_ABOUT THIS EXERCISE:_
For each line of the data that includes the word "floor", copy the line.

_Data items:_
"""
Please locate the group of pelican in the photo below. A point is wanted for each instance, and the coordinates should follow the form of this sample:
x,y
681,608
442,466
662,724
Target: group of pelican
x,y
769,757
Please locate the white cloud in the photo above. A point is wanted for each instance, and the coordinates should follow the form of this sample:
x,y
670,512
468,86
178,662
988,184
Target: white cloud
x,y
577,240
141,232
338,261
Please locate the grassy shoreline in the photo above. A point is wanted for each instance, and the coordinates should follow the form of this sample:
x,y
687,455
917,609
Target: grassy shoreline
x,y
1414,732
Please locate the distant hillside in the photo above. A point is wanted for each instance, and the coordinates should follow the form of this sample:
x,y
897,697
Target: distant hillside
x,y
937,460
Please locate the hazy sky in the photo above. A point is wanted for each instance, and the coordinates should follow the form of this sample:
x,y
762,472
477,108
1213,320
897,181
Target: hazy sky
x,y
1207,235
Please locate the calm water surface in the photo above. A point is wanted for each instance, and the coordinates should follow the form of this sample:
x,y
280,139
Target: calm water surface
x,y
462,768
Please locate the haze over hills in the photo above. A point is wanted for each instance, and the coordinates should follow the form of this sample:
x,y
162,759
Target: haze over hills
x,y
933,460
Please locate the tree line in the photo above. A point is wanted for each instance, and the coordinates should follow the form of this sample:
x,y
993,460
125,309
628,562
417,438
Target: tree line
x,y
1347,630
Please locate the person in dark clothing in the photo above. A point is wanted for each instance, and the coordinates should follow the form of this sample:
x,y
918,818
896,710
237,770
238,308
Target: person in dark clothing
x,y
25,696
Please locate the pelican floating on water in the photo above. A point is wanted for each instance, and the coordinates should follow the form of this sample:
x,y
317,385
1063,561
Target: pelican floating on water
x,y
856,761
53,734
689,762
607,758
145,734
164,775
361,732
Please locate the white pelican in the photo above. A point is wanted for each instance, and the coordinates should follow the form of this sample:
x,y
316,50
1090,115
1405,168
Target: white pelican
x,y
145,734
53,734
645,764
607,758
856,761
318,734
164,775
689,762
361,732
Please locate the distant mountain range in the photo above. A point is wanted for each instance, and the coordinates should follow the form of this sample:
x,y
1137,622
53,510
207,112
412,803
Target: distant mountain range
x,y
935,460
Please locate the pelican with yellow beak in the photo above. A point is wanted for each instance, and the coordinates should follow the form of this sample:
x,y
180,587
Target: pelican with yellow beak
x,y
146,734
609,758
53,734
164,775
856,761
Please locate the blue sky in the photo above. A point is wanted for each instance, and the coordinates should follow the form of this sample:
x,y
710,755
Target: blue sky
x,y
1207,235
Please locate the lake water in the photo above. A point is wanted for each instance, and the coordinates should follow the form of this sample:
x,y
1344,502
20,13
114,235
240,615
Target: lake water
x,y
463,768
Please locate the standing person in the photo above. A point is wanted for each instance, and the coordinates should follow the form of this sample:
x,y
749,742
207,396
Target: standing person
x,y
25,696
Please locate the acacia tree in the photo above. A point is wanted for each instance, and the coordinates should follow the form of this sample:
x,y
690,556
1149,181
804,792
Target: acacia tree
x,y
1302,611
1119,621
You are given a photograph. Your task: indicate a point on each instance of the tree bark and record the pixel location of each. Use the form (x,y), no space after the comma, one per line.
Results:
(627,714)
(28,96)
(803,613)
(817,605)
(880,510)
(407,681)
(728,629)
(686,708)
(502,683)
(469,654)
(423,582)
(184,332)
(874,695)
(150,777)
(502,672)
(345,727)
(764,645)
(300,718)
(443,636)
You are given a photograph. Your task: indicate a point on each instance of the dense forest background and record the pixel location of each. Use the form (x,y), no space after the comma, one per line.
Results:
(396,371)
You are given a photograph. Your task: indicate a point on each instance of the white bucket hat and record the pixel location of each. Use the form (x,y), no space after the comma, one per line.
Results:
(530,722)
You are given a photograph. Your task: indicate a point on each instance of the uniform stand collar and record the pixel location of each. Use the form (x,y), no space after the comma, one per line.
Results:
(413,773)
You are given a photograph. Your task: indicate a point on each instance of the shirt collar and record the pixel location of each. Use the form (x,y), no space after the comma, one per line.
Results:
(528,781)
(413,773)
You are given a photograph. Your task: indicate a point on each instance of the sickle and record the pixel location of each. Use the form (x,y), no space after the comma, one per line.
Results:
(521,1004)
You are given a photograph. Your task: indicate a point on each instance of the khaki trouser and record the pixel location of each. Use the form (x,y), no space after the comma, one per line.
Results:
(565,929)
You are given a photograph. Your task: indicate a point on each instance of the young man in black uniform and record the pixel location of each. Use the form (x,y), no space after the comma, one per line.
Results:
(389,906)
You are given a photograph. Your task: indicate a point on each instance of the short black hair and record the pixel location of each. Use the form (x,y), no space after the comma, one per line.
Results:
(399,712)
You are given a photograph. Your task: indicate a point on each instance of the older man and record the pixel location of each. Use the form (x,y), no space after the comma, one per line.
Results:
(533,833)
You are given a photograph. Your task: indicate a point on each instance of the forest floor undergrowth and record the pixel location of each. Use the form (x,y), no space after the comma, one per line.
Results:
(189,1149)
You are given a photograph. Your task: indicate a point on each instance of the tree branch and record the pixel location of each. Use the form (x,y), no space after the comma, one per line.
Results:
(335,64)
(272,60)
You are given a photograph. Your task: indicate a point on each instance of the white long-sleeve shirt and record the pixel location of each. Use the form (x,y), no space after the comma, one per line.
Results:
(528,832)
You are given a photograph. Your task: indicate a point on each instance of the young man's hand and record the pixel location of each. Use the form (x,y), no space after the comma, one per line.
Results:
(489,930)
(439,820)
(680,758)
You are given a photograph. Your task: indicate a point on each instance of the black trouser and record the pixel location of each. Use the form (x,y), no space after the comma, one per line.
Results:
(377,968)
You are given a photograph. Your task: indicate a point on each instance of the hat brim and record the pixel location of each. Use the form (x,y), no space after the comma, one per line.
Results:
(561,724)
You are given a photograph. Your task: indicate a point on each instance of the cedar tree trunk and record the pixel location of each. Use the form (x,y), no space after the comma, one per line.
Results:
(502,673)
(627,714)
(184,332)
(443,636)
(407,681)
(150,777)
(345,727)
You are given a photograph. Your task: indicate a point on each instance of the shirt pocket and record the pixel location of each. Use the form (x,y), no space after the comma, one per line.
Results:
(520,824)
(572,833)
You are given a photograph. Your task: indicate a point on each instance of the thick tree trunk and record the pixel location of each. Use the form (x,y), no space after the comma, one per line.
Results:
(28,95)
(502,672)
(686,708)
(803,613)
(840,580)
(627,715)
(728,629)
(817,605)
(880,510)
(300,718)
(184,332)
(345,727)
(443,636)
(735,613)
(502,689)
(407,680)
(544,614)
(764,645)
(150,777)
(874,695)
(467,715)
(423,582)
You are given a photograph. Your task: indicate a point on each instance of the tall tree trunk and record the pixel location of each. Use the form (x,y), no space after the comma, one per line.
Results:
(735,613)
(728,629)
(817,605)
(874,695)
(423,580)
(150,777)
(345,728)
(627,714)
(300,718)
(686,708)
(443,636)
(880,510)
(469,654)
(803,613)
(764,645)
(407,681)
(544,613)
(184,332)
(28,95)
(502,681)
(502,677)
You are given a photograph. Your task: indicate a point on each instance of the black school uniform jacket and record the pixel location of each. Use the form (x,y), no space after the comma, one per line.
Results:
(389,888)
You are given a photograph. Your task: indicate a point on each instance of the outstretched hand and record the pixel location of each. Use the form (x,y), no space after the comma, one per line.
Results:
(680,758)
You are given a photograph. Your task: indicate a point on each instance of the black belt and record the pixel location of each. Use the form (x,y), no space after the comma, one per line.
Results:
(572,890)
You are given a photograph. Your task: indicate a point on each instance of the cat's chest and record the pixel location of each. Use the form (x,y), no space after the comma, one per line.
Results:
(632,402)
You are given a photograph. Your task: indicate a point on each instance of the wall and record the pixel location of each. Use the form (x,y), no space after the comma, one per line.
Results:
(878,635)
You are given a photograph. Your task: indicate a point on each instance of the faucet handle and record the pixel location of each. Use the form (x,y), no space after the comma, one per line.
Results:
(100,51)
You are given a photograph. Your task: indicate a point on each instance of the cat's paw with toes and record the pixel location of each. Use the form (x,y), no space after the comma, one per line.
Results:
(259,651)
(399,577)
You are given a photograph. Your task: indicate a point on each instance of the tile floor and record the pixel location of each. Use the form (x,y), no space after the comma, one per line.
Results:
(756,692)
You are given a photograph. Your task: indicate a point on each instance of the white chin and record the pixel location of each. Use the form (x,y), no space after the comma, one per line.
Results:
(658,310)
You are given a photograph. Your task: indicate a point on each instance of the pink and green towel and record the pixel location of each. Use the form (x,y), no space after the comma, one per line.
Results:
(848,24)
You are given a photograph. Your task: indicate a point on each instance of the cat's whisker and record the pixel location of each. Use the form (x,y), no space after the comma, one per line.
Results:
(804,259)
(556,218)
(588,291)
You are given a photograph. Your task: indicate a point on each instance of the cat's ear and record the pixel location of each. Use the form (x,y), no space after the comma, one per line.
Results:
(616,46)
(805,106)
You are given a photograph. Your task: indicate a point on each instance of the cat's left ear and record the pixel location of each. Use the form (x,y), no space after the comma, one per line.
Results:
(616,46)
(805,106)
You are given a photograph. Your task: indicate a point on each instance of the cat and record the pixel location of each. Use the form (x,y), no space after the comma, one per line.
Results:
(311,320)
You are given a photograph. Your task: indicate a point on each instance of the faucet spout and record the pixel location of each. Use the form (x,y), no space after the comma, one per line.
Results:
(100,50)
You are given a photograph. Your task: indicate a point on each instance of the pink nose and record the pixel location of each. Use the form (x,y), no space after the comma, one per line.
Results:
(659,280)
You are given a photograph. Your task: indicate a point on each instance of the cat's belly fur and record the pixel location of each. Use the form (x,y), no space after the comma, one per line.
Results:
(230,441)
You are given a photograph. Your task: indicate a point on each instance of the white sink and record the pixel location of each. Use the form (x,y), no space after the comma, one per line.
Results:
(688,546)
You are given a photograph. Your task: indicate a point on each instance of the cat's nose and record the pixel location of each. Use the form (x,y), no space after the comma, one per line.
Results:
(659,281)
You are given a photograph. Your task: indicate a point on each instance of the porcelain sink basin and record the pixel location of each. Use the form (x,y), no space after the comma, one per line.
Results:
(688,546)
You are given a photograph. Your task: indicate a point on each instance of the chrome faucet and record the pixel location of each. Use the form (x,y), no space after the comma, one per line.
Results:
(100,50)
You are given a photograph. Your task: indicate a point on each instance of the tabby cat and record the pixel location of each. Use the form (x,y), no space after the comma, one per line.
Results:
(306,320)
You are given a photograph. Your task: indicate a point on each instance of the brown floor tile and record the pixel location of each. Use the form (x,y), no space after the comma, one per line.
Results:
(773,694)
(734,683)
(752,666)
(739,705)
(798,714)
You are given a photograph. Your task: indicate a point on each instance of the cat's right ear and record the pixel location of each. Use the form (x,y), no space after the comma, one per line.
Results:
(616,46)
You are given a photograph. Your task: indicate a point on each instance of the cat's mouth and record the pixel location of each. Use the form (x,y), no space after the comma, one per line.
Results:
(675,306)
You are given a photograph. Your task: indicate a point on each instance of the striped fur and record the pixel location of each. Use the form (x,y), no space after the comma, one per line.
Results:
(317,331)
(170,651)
"""
_SOLUTION BELOW:_
You are given a photograph. Your task: indicate a point on each instance of the forest floor undergrowth and record the pixel location of each. Use the form (x,y), no space after the comma, one per line.
You are given a photograph. Your task: indicate a point on each instance of the tile floor and record the pixel location of each. Use the form (x,y), no space after the comma, one per line.
You are given a photograph. Your task: indicate a point on each instance of the brown floor tile and record the pixel location of each. Use the form (x,y), no space after the comma, one per line.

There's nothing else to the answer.